Aim:
Rescale the part of the listing that opens with the line containing "in floral jacket." and closes at the end of the listing, writing out every line of it again, requests included. Multiply each point coordinate in the answers by 0.7 and round to the nearest whole number, with halves rounded up.

Records for the task:
--- --- ---

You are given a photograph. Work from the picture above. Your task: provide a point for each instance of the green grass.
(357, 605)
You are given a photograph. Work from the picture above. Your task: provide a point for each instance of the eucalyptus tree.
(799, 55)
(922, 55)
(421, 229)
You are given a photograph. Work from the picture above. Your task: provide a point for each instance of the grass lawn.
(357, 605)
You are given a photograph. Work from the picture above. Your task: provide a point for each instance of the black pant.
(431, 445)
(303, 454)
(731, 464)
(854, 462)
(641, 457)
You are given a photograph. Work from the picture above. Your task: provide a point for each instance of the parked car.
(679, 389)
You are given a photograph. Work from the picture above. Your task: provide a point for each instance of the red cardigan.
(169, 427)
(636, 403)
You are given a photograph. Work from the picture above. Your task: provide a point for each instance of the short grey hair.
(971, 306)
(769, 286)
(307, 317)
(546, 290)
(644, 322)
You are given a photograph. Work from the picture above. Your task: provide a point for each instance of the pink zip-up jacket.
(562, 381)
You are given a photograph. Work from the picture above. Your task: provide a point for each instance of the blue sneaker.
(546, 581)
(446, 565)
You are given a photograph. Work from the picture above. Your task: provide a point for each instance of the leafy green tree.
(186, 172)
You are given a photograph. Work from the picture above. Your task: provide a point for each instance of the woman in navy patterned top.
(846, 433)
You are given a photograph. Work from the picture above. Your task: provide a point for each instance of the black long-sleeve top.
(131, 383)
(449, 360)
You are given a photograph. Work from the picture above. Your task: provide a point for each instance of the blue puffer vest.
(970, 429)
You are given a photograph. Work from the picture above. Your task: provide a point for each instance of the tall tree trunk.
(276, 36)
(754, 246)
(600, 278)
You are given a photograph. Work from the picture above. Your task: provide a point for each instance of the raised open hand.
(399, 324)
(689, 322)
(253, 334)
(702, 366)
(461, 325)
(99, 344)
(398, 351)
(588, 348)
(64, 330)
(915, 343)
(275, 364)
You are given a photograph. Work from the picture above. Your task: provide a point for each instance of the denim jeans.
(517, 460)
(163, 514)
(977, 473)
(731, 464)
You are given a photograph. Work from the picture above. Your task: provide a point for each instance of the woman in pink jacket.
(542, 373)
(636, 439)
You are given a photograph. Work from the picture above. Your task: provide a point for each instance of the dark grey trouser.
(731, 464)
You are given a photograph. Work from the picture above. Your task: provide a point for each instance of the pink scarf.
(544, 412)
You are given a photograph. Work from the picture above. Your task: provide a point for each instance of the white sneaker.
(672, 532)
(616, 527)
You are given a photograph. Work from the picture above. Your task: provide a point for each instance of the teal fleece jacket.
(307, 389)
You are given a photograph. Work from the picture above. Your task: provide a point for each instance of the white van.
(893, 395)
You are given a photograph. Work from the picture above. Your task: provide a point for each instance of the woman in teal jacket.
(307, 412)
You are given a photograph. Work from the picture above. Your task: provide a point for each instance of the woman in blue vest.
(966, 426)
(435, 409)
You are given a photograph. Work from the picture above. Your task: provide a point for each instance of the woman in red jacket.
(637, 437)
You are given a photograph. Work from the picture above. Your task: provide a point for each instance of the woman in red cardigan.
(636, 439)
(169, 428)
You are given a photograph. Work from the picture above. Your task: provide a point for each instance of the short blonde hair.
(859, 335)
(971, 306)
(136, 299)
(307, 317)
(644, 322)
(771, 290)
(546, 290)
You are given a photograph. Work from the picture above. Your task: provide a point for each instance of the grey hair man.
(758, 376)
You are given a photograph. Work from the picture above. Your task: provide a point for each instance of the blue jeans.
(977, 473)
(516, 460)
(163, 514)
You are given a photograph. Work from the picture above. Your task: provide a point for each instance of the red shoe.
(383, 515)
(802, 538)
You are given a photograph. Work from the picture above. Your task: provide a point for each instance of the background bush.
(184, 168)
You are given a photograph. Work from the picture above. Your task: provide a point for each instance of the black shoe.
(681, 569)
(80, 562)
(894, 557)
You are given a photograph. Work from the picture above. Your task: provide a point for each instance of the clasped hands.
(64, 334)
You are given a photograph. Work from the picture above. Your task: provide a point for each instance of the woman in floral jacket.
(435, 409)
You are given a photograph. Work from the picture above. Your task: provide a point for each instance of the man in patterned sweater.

--- --- ---

The reply:
You are given a photograph. Work from the picture above. Your task: provide a point for each instance of the woman in floral jacket.
(305, 286)
You are given a photograph. Work from the picture above. Your task: provide a point for each instance of the man in patterned sweater.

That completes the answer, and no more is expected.